Return the lines below exactly as they are, starting at the line containing "For the benchmark, indicate the dog's body" and ending at the line containing "point(193, 542)", both ends included.

[A run of items]
-- Begin --

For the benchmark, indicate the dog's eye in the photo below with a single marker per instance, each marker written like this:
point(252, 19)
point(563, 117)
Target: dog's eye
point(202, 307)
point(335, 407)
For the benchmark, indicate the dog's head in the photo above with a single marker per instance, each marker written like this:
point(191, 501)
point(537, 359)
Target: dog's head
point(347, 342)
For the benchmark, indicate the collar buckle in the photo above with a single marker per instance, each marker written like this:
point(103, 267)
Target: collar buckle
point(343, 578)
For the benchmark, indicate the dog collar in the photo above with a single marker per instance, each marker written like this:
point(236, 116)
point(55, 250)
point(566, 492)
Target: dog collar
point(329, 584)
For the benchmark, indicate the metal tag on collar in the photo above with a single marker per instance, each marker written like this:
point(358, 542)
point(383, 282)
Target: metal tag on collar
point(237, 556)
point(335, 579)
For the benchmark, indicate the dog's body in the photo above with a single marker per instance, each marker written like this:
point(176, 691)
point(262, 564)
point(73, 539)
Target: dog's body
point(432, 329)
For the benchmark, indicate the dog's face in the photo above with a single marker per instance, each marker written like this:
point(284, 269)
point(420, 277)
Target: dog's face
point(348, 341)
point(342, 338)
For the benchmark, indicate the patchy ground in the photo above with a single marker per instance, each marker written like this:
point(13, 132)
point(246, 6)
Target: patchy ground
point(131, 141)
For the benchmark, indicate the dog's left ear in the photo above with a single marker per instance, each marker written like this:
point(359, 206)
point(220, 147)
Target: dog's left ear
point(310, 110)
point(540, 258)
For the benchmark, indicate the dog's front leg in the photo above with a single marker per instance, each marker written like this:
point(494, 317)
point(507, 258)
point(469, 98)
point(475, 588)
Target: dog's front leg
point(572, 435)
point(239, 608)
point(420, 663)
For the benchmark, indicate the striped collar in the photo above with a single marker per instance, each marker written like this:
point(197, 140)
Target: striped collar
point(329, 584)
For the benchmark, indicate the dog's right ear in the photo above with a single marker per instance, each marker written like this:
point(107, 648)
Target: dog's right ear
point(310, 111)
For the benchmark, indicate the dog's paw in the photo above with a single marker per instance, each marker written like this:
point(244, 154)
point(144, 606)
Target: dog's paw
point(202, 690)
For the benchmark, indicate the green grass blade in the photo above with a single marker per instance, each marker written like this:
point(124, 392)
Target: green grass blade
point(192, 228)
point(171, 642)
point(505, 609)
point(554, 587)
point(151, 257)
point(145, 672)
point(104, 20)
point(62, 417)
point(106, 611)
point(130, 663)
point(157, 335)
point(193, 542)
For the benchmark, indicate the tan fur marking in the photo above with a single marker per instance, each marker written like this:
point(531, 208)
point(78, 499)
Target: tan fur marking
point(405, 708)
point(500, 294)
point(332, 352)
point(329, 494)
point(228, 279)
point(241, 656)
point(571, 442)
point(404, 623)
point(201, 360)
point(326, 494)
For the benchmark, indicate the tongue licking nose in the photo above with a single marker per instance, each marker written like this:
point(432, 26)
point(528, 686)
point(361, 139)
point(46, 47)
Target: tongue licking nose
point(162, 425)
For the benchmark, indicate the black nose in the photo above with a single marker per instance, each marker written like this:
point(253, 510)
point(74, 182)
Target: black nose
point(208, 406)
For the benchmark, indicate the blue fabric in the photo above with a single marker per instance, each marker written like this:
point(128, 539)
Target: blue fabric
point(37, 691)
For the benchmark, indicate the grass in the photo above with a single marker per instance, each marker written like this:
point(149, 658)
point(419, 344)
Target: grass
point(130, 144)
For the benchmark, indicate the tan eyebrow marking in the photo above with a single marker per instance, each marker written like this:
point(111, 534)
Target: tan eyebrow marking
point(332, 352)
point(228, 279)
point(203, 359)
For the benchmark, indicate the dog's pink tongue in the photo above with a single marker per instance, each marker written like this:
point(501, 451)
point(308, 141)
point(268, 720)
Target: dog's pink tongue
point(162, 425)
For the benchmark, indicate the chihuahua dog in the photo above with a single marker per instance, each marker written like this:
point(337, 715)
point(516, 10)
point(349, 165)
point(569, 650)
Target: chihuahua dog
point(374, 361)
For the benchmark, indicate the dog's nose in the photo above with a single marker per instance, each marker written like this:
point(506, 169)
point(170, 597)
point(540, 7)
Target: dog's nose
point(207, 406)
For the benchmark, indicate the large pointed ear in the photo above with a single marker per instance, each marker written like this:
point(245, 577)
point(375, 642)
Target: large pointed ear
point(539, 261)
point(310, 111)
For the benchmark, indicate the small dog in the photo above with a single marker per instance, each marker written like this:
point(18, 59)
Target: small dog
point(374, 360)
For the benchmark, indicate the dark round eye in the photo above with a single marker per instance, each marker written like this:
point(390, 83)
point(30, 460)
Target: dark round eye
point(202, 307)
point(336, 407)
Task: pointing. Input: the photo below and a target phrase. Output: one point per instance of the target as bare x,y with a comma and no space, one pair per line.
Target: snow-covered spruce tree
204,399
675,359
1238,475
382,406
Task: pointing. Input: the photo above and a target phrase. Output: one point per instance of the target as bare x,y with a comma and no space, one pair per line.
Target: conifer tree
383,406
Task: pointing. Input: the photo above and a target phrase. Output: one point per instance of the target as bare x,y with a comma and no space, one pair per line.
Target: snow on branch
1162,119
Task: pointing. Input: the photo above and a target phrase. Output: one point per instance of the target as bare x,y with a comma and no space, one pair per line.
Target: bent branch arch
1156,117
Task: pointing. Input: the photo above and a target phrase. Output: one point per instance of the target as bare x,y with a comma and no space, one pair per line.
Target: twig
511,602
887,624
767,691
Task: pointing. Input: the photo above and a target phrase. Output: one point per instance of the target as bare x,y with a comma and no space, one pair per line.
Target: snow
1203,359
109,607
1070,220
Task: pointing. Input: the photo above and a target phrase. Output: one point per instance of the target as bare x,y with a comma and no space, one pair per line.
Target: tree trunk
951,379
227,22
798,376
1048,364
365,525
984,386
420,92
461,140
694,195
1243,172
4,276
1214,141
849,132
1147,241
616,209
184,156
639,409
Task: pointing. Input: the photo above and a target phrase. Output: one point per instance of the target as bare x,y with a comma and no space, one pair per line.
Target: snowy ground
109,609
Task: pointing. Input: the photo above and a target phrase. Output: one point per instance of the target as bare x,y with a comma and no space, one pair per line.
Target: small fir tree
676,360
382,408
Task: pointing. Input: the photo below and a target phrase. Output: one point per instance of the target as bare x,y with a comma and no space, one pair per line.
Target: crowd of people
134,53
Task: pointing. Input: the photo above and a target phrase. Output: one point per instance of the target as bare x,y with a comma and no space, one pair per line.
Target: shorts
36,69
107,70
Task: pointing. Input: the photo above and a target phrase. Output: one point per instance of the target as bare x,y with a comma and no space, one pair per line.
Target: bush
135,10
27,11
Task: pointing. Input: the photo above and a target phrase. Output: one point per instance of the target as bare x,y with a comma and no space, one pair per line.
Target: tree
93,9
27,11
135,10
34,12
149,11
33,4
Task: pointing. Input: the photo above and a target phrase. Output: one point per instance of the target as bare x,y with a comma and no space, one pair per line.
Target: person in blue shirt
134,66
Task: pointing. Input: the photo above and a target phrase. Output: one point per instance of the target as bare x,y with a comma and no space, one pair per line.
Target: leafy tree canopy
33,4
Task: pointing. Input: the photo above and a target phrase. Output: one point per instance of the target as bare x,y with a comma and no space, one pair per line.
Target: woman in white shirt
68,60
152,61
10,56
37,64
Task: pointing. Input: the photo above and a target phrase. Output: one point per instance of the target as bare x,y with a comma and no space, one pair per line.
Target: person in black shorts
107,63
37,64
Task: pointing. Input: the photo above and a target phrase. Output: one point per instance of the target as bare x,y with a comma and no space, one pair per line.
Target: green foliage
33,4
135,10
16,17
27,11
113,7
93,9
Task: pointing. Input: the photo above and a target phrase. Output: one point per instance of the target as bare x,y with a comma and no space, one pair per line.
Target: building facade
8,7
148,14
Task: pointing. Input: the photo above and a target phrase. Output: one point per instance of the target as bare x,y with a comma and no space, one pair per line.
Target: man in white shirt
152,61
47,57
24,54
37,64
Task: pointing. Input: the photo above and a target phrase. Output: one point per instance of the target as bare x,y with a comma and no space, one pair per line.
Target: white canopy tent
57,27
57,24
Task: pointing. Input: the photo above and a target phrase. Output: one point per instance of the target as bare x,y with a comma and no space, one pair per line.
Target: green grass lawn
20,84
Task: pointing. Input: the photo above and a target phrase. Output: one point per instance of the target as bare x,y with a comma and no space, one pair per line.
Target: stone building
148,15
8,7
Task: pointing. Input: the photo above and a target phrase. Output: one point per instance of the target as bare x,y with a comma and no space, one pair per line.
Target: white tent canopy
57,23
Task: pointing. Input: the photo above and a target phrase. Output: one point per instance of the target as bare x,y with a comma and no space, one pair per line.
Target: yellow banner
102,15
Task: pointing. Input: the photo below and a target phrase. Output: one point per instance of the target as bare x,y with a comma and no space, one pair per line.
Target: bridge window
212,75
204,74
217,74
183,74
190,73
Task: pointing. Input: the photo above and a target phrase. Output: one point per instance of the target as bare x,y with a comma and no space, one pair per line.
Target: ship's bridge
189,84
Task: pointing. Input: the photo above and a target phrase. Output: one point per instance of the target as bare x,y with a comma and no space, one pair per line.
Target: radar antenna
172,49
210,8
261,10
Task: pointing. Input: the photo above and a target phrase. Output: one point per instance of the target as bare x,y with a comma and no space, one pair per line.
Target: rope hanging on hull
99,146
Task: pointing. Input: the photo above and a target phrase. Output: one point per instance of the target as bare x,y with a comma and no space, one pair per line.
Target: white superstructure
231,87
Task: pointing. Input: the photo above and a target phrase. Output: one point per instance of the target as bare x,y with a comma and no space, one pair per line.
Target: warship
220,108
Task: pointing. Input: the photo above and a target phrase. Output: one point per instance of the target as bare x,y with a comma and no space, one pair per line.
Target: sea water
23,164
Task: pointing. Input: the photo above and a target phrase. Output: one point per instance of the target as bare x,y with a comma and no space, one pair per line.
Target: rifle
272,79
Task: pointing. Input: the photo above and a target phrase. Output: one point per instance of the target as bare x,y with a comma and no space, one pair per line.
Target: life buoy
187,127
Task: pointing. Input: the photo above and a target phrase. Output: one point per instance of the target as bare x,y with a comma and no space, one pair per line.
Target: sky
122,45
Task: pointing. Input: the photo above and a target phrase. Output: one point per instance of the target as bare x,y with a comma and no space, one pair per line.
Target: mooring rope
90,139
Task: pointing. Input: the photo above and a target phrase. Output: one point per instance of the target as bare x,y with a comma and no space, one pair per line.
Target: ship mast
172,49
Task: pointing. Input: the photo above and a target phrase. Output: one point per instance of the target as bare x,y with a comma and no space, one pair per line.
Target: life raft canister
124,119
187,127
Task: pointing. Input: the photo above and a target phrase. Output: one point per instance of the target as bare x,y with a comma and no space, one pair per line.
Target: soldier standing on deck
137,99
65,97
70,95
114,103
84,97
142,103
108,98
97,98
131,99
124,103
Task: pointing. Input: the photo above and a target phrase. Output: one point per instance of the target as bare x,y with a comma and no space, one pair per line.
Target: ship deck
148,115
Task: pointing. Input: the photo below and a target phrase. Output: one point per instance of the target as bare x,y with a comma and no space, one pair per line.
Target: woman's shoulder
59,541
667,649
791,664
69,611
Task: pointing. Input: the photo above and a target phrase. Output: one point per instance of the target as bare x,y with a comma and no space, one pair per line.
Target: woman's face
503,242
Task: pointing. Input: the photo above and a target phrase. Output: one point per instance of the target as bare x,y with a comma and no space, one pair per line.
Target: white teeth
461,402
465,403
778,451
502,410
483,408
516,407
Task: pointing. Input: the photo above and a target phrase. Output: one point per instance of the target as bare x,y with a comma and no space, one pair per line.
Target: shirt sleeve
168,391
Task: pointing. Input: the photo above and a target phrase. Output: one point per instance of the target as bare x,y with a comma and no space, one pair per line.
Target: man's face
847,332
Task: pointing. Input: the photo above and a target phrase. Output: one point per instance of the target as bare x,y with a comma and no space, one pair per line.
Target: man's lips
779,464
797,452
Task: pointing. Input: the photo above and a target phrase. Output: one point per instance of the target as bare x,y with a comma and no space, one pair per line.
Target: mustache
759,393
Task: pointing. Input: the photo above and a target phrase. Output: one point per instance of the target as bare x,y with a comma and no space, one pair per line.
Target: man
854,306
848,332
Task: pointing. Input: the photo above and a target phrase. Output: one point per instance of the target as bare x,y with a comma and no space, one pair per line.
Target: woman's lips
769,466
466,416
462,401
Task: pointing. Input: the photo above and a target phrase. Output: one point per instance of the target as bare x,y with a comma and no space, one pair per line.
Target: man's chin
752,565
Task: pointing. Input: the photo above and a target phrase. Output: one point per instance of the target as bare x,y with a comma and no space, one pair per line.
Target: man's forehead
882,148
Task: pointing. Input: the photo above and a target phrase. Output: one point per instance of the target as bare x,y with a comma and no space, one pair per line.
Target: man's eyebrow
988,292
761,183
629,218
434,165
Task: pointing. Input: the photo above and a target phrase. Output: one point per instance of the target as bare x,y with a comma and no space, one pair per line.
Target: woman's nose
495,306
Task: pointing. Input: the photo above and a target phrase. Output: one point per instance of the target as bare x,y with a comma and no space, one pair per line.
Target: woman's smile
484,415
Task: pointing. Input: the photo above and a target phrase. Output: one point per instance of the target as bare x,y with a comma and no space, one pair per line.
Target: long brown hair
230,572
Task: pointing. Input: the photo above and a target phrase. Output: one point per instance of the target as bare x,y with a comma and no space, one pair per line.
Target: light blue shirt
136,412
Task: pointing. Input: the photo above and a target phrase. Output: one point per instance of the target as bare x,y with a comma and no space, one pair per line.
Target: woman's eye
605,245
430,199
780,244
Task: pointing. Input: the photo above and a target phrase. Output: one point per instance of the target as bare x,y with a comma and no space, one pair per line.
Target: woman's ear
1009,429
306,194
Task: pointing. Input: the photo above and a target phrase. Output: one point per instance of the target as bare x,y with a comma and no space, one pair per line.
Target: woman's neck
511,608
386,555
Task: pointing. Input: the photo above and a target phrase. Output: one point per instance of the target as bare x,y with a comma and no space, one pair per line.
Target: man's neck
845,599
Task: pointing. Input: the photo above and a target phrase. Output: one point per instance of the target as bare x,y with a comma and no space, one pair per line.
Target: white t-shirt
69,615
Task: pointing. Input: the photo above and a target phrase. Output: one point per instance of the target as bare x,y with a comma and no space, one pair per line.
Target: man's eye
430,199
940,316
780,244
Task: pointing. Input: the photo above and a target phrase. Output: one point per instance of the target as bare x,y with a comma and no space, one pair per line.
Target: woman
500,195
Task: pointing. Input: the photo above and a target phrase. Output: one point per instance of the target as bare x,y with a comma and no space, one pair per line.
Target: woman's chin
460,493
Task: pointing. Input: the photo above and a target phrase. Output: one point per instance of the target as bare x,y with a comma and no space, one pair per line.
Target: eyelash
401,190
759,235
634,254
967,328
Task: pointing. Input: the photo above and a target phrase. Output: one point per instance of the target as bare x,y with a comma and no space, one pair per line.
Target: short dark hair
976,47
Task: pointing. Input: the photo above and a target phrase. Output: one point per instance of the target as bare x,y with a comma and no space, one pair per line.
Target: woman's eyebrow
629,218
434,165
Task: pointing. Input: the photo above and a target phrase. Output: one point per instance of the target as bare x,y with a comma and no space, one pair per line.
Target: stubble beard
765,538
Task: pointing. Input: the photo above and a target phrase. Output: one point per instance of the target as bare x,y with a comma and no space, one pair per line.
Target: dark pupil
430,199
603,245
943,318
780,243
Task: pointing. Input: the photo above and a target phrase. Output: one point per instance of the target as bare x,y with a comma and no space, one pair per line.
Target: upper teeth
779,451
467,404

-- End --

FINAL ANSWER:
For the benchmark, indicate the dog's body in the photo above with a single marker per instance, each marker written like this:
point(176, 691)
point(262, 564)
point(73, 539)
Target: dog's body
point(432, 329)
For the benchmark, indicate the dog's face in the photo above with a single marker per instance, each marker written like this:
point(284, 269)
point(420, 277)
Target: dog's face
point(348, 341)
point(342, 338)
For the benchmark, indicate the patchy ground in the photo above with a single marker per instance, each marker written like this:
point(13, 132)
point(246, 6)
Target: patchy ground
point(131, 141)
For the benchmark, indicate the dog's left ear in the photo above with a single marker per instance, each marker written like this:
point(359, 206)
point(220, 147)
Target: dog's left ear
point(310, 110)
point(540, 258)
For the benchmark, indicate the dog's front leg in the photo above with a single marker per instance, each marker written like this:
point(494, 317)
point(507, 258)
point(469, 98)
point(475, 588)
Target: dog's front leg
point(572, 435)
point(239, 608)
point(420, 663)
For the benchmark, indicate the striped collar in the photo above with a single marker per instance, each marker written like this:
point(197, 140)
Target: striped collar
point(329, 584)
For the benchmark, indicate the dog's right ear in the photo above with a single marker per instance, each marker written like this:
point(107, 648)
Target: dog's right ear
point(310, 111)
For the benchmark, indicate the dog's paw in the photo above with a single marker per instance, each marker written like this:
point(244, 154)
point(144, 606)
Target: dog's paw
point(202, 690)
For the benchmark, indicate the green grass blade in the photo above with a single marker per instance, each marker written like this:
point(124, 392)
Target: green grass blade
point(192, 228)
point(171, 642)
point(505, 609)
point(554, 587)
point(151, 257)
point(145, 672)
point(104, 20)
point(62, 417)
point(106, 611)
point(130, 663)
point(157, 335)
point(193, 542)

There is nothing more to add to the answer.